(Object location annotation data)

◆ ◆ ◆ ◆ ◆ ◆ ◆

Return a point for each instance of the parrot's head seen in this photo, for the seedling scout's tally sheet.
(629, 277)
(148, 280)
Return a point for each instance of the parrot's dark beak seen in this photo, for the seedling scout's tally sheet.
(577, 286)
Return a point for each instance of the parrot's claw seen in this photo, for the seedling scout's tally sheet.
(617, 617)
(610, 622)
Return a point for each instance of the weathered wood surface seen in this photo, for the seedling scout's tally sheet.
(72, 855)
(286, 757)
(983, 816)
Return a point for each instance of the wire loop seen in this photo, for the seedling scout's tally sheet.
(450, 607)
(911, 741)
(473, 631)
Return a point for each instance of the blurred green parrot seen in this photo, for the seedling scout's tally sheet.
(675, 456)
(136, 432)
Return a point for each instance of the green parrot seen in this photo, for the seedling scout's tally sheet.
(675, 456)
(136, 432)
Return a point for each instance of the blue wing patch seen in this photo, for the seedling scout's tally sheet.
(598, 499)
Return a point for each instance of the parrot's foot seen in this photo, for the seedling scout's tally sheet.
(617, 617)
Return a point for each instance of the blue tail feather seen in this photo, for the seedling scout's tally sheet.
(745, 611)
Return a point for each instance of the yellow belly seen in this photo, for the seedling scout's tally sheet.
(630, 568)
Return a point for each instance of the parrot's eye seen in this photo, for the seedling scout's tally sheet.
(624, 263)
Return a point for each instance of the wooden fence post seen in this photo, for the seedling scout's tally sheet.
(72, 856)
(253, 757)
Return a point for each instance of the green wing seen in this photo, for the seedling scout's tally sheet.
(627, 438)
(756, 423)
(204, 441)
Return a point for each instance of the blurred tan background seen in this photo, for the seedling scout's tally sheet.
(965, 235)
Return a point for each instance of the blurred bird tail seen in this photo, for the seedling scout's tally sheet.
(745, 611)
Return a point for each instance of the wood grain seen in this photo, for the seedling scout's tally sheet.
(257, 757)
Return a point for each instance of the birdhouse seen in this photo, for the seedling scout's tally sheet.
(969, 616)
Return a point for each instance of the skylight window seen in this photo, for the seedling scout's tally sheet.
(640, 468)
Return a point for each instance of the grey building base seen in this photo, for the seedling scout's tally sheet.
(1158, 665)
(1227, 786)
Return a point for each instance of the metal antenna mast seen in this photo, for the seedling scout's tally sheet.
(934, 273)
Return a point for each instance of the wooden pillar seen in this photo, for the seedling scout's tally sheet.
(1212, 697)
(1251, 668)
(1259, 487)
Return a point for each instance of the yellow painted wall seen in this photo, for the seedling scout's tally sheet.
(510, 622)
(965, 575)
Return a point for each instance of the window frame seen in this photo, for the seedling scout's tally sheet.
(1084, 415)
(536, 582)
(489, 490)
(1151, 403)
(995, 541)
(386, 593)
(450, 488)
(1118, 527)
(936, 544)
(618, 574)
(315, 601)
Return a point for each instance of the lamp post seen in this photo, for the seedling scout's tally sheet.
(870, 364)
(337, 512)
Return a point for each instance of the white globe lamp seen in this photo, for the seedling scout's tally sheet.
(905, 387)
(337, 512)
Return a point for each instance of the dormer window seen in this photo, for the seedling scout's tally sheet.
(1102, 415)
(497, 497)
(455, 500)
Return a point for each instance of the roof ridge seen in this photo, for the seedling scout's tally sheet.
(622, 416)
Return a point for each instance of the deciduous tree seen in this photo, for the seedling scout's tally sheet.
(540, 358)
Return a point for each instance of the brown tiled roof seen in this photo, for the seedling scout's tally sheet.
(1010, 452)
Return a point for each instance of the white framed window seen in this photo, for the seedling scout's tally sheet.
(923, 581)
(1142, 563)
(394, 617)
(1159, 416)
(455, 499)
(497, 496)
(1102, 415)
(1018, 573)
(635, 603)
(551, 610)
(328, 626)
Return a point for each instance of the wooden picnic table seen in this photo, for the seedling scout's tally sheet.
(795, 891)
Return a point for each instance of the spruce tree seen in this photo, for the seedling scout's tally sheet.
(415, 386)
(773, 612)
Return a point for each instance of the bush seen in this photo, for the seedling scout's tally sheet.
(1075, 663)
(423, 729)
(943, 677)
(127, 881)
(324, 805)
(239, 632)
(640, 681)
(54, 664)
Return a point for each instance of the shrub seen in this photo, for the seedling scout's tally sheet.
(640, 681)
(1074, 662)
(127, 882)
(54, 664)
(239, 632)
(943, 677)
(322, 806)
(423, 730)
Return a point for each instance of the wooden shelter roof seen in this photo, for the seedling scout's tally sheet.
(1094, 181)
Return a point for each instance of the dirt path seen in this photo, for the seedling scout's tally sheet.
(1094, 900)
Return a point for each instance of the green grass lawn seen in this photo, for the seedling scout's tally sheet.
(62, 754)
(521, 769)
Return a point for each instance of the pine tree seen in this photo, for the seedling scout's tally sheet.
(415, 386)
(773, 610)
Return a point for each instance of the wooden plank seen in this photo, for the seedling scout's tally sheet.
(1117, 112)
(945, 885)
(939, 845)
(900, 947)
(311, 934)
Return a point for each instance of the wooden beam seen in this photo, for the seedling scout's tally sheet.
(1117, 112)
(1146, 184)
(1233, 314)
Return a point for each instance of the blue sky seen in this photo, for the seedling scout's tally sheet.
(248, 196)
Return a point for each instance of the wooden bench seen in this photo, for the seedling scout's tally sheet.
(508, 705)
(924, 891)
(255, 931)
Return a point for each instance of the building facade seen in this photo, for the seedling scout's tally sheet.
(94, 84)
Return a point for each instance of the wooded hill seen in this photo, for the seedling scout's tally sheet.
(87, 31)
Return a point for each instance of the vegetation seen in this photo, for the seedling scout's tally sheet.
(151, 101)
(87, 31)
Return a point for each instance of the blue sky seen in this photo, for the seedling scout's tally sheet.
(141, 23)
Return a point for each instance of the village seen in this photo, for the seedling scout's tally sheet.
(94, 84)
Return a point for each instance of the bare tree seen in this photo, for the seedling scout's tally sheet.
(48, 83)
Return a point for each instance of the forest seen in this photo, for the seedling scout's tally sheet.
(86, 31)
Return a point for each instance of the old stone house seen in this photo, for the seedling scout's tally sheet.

◆ ◆ ◆ ◆ ◆ ◆ ◆

:: Stated goal ::
Reproduce the entire listing above line for line, changing nothing.

:: Reply to the exercise ::
Return a point for each instance of the parrot's head seen in this photo, for the seedling scout's tally sheet.
(629, 277)
(148, 280)
Return a point for each instance of the parrot's dark beak seen in this photo, for the seedling scout's tally sheet.
(577, 286)
Return a point for each instance of the parrot's claw seen in this photo, for the seedling scout's tally sheet.
(617, 617)
(610, 622)
Return a point for each instance of the weathered wood surface seen in this photo, for the seedling scout's tally sheet.
(72, 855)
(286, 757)
(983, 816)
Return a point for each instance of the wire loop seen in this photo, for the seedling scout's tally sheet.
(450, 607)
(911, 741)
(473, 631)
Return a point for each instance of the blurred green parrot seen in this photo, for the seedling scout's tally sheet.
(675, 456)
(136, 432)
Return a point for each instance of the green parrot seen in this photo, for the seedling scout's tally sheet.
(675, 456)
(136, 432)
Return a point for each instance of the blue wing patch seen in this photo, for the seedling scout's tally sheet.
(598, 499)
Return a point for each instance of the parrot's foot seen in this photo, for the seedling scout's tally sheet.
(617, 617)
Return a point for each instance of the blue tail feather seen in this photo, for the seedling scout's tally sheet.
(745, 611)
Return a point for each instance of the yellow belly seen in this photo, for the seedling scout's tally sheet.
(630, 568)
Return a point for each instance of the parrot's eye seen in this photo, for the seedling scout's tally sheet.
(624, 263)
Return a point for each instance of the wooden fence post seen in this photo, for the seedling scout's tally sheet.
(72, 856)
(253, 757)
Return a point for each instance of the green wing seen in this photo, for the seedling scout's tally sheet.
(627, 438)
(756, 423)
(204, 441)
Return a point for each instance of the blurred tan background seen in this photo, for the seedling scout's tally sheet.
(965, 235)
Return a point for each instance of the blurred bird tail seen in this photo, for the seedling scout's tally sheet.
(745, 611)
Return a point for each instance of the wood grain seen in this photo, for the seedling scout's tally sheet.
(257, 757)
Return a point for each instance of the birdhouse seen in this photo, for the seedling scout's tally sheet.
(969, 616)
Return a point for each instance of the skylight window seen in this photo, for the seedling scout's tally sheet.
(640, 468)
Return a point for each instance of the grey building base seen in this photo, for the seedling scout's tally sheet.
(1158, 665)
(1227, 786)
Return a point for each instance of the metal antenna mast seen in this photo, for the seedling scout's tally sheet.
(934, 273)
Return a point for each instance of the wooden pillar seen in this photo, for the seedling scout's tally sheet.
(1212, 697)
(1251, 668)
(1259, 487)
Return a point for each instance of the yellow painted wall seen in this photo, for the seedling scout's tally sheet.
(510, 622)
(965, 575)
Return a point for each instance of the window frame seen in this photo, for the seedling scout's tally sheet.
(1084, 415)
(536, 582)
(489, 490)
(1151, 403)
(995, 541)
(386, 593)
(450, 488)
(1118, 527)
(936, 544)
(618, 574)
(315, 601)
Return a point for each instance of the lamp post seen in this photo, for the seedling scout's tally sheet.
(870, 364)
(337, 512)
Return a point for each instance of the white globe lamp seen in this photo, for the seedling scout's tally sheet.
(905, 387)
(337, 512)
Return a point for each instance of the dormer window seen in this photo, for the seedling scout's tally sheet.
(1102, 415)
(497, 497)
(455, 500)
Return a point for each instance of the roof ridge seen in this photo, for the seedling scout's tally sheet.
(622, 416)
Return a point for each instance of the deciduous tree seen in this photo, for the seedling scout's tally sheet.
(540, 358)
Return a point for each instance of the brown tiled roof seen in this photo, for the seedling scout's tally sheet.
(1010, 452)
Return a point for each instance of the white framed window seen in this photo, for the seedling scout's tally sheet.
(923, 581)
(1142, 563)
(394, 617)
(1159, 416)
(455, 499)
(497, 496)
(1102, 415)
(1018, 573)
(635, 603)
(551, 610)
(328, 626)
Return a point for each instance of the wooden picnic table seen in this photo, for the seedling scout's tally sheet.
(795, 891)
Return a point for each instance of the spruce tree seen in this photo, for the seedling scout's tally sheet.
(415, 386)
(773, 612)
Return a point for each instance of the bush seen in this photo, for the seedling scout's tally sheet.
(1075, 663)
(423, 729)
(943, 677)
(127, 881)
(324, 805)
(239, 632)
(640, 681)
(54, 664)
Return a point for each instance of the shrub seen in this photo, for the seedling scout's tally sheet.
(640, 681)
(1074, 662)
(127, 882)
(54, 664)
(239, 632)
(943, 677)
(322, 806)
(423, 730)
Return a point for each instance of the wooden shelter roof seen in this photo, for the seedling scout's tally sheet.
(1094, 181)
Return a point for each instance of the dirt path seen in this photo, for the seedling scout's tally sheet.
(1094, 900)
Return a point for each instance of the green grass lawn seen in this photo, for the seedling scout's tally sheet.
(62, 754)
(521, 769)
Return a point for each instance of the pine tree seen in this photo, for the seedling scout's tally sheet.
(415, 386)
(773, 610)
Return a point for each instance of the wooden plank seen in this photo, for the seedling scout's tally sheet.
(1117, 112)
(945, 885)
(939, 845)
(900, 947)
(311, 934)
Return a point for each instance of the wooden beam seen in this photo, for the seedling scout's tally sheet.
(1117, 112)
(1146, 184)
(1233, 314)
Return a point for each instance of the blue sky seen in this photo, for the seedling scout's tally sheet.
(248, 196)
Return a point for each instance of the wooden bench seen in this photo, for the seedling scout's tally sheet.
(508, 705)
(924, 891)
(255, 931)
Return a point for each instance of the building facade seen in this photo, for the seedling scout's tally sheet.
(94, 84)
Return a point for each instance of the wooded hill seen in this photo, for the seedling scout's tally sheet.
(87, 31)
Return a point for each instance of the vegetation seen in this photo, for the seedling scout's tally sheet.
(151, 101)
(87, 31)
Return a point for each instance of the blue sky seen in this photo, for the seedling scout's tally sheet.
(141, 23)
Return a point for each instance of the village seen in this photo, for the seedling scout's tally sheet.
(94, 84)
Return a point for each instance of the bare tree seen in this photo, for the seedling scout's tally sheet.
(48, 83)
Return a point for each instance of the forest seen in this photo, for the seedling scout's tally sheet.
(86, 31)
Return a point for each instance of the old stone house seen in this photo, for the seedling scout's tally sheet.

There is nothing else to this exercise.